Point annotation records
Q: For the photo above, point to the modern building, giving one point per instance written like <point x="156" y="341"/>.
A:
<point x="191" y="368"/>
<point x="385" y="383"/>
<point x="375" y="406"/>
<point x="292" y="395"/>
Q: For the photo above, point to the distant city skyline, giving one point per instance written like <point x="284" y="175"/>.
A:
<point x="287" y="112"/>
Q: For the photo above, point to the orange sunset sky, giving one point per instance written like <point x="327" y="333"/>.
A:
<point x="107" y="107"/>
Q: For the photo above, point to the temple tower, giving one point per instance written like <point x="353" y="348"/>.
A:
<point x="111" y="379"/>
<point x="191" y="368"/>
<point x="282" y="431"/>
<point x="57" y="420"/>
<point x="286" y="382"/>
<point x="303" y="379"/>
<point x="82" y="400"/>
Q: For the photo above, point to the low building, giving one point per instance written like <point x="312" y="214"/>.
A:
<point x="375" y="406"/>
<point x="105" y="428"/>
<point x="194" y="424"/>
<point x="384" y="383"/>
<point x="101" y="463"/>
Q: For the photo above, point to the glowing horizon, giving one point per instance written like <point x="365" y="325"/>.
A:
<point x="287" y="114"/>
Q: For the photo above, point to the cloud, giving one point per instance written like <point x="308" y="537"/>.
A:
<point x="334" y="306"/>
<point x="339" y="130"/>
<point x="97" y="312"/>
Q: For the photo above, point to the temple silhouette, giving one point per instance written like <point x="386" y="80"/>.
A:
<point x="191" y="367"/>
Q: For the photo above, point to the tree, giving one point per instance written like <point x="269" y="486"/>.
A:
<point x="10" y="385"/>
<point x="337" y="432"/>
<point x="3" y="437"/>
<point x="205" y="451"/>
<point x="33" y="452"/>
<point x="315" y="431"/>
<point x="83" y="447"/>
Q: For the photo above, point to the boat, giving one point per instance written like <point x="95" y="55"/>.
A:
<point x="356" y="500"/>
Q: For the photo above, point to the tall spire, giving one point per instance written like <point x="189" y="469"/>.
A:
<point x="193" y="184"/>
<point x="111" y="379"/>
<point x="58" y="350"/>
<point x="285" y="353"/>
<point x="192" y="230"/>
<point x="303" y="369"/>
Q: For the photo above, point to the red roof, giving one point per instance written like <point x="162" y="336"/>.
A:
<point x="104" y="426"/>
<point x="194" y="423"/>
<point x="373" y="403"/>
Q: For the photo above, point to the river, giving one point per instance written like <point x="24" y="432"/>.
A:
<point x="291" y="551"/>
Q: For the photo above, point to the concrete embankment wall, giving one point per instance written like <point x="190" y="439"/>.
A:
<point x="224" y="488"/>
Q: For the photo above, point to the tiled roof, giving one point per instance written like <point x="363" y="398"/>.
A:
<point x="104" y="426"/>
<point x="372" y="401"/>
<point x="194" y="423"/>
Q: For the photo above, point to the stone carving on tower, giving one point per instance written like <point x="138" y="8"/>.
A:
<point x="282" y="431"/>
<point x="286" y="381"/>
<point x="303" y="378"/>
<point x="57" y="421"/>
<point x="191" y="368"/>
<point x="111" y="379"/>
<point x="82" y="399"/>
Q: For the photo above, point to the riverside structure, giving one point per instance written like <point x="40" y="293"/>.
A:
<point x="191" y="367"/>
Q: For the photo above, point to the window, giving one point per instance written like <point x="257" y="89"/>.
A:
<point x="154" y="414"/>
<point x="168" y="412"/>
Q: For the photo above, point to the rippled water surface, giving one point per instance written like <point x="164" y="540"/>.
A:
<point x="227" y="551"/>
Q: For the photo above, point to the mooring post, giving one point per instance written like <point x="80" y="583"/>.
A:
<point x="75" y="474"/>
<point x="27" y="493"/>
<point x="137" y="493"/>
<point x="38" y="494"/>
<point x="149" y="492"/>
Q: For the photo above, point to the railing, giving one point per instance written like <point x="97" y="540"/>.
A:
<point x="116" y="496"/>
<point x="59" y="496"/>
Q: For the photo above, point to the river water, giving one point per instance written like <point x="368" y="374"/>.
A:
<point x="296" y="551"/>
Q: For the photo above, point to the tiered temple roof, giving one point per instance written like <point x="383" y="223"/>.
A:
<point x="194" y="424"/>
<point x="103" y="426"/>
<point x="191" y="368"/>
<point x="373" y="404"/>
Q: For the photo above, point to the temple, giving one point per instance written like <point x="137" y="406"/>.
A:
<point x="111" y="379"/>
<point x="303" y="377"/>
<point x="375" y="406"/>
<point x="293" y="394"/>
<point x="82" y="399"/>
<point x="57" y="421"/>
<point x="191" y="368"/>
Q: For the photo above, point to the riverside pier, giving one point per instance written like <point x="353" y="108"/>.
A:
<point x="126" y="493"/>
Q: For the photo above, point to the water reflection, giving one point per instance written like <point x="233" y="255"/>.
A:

** Exercise objective **
Each line above is to be repeated exactly.

** Expected answer **
Q: For the photo above, point to the modern building, giving one point per instance written like <point x="156" y="341"/>.
A:
<point x="191" y="368"/>
<point x="385" y="383"/>
<point x="375" y="406"/>
<point x="292" y="395"/>
Q: For the photo above, point to the distant city skyline, giving one point per instance written like <point x="284" y="175"/>.
A:
<point x="287" y="112"/>
Q: For the photo above, point to the orange sunset sky, giving one point per instance written like <point x="327" y="333"/>.
A:
<point x="107" y="107"/>
Q: For the photo above, point to the temple tower, giving one point per instance written like <point x="353" y="348"/>.
A:
<point x="111" y="379"/>
<point x="191" y="368"/>
<point x="282" y="431"/>
<point x="57" y="420"/>
<point x="286" y="382"/>
<point x="303" y="379"/>
<point x="82" y="400"/>
Q: For the photo above, point to the low building, giving one point per instance written like <point x="312" y="214"/>.
A:
<point x="375" y="406"/>
<point x="105" y="428"/>
<point x="194" y="424"/>
<point x="384" y="383"/>
<point x="101" y="463"/>
Q: For the photo above, point to the glowing horizon, giving one point per instance written like <point x="365" y="325"/>.
A:
<point x="287" y="114"/>
Q: For the photo above, point to the cloud, giving one point per instance written like <point x="308" y="537"/>.
A:
<point x="334" y="306"/>
<point x="339" y="130"/>
<point x="97" y="312"/>
Q: For the photo above, point to the temple silhouette, giving one point per instance written like <point x="386" y="80"/>.
A:
<point x="191" y="367"/>
Q: For the photo above, point to the tree, giving one point per instance written like <point x="269" y="486"/>.
A:
<point x="10" y="385"/>
<point x="337" y="432"/>
<point x="3" y="437"/>
<point x="205" y="451"/>
<point x="33" y="452"/>
<point x="315" y="431"/>
<point x="83" y="447"/>
Q: For the photo above, point to the boat, giving one point per instance written like <point x="95" y="55"/>.
A:
<point x="356" y="500"/>
Q: For the photo above, point to the tall spire, giving one point per instance written like <point x="189" y="469"/>.
A:
<point x="193" y="184"/>
<point x="111" y="379"/>
<point x="58" y="350"/>
<point x="285" y="353"/>
<point x="192" y="230"/>
<point x="303" y="369"/>
Q: For the photo above, point to the red roof, giving one point per instance written like <point x="162" y="336"/>.
A:
<point x="104" y="426"/>
<point x="194" y="423"/>
<point x="373" y="403"/>
Q: For the photo above, point to the river, giving one point per instance written like <point x="24" y="432"/>.
A:
<point x="291" y="551"/>
Q: For the photo above, point to the concrete embankment wall, giving one point per instance written like <point x="190" y="439"/>.
A:
<point x="224" y="488"/>
Q: For the photo above, point to the tiled roof, giving one point per instance written like <point x="363" y="398"/>.
A:
<point x="104" y="426"/>
<point x="372" y="401"/>
<point x="194" y="423"/>
Q: For the photo above, point to the stone carving on tower, giving one point per instance written like <point x="138" y="8"/>.
A:
<point x="282" y="431"/>
<point x="286" y="381"/>
<point x="303" y="378"/>
<point x="57" y="421"/>
<point x="191" y="368"/>
<point x="111" y="379"/>
<point x="82" y="399"/>
Q: For the photo above, point to the riverside structure, giving one point per instance written like <point x="40" y="293"/>.
A:
<point x="191" y="367"/>
Q: For the photo above, point to the window, giving one point per instance written like <point x="257" y="89"/>.
A:
<point x="154" y="414"/>
<point x="168" y="412"/>
Q: For the photo above, point to the rippled water surface, giving one point per instance written like <point x="164" y="540"/>.
A:
<point x="227" y="551"/>
Q: For the photo above, point to the mooring post, giving one point per instance written like <point x="80" y="583"/>.
A:
<point x="75" y="474"/>
<point x="27" y="493"/>
<point x="137" y="493"/>
<point x="38" y="494"/>
<point x="149" y="492"/>
Q: For the photo above, point to the railing, giving one point per instance written like <point x="97" y="540"/>.
A:
<point x="116" y="496"/>
<point x="59" y="496"/>
Q: For the photo above, point to the river water, giving one point per instance written like <point x="368" y="374"/>.
A:
<point x="296" y="551"/>
Q: For the photo above, point to the tiered temple roof, giving one point per instance written like <point x="383" y="223"/>.
A:
<point x="194" y="424"/>
<point x="103" y="426"/>
<point x="191" y="368"/>
<point x="373" y="404"/>
Q: For the photo above, point to the temple, giving one point per instance written like <point x="137" y="406"/>.
A:
<point x="111" y="379"/>
<point x="303" y="377"/>
<point x="375" y="406"/>
<point x="293" y="394"/>
<point x="82" y="399"/>
<point x="57" y="421"/>
<point x="191" y="368"/>
Q: For the photo above, point to the riverside pier, giving one point per instance written like <point x="353" y="108"/>.
A:
<point x="126" y="493"/>
Q: For the photo above, point to the water reflection, giving one point per instance written like <point x="233" y="255"/>.
A:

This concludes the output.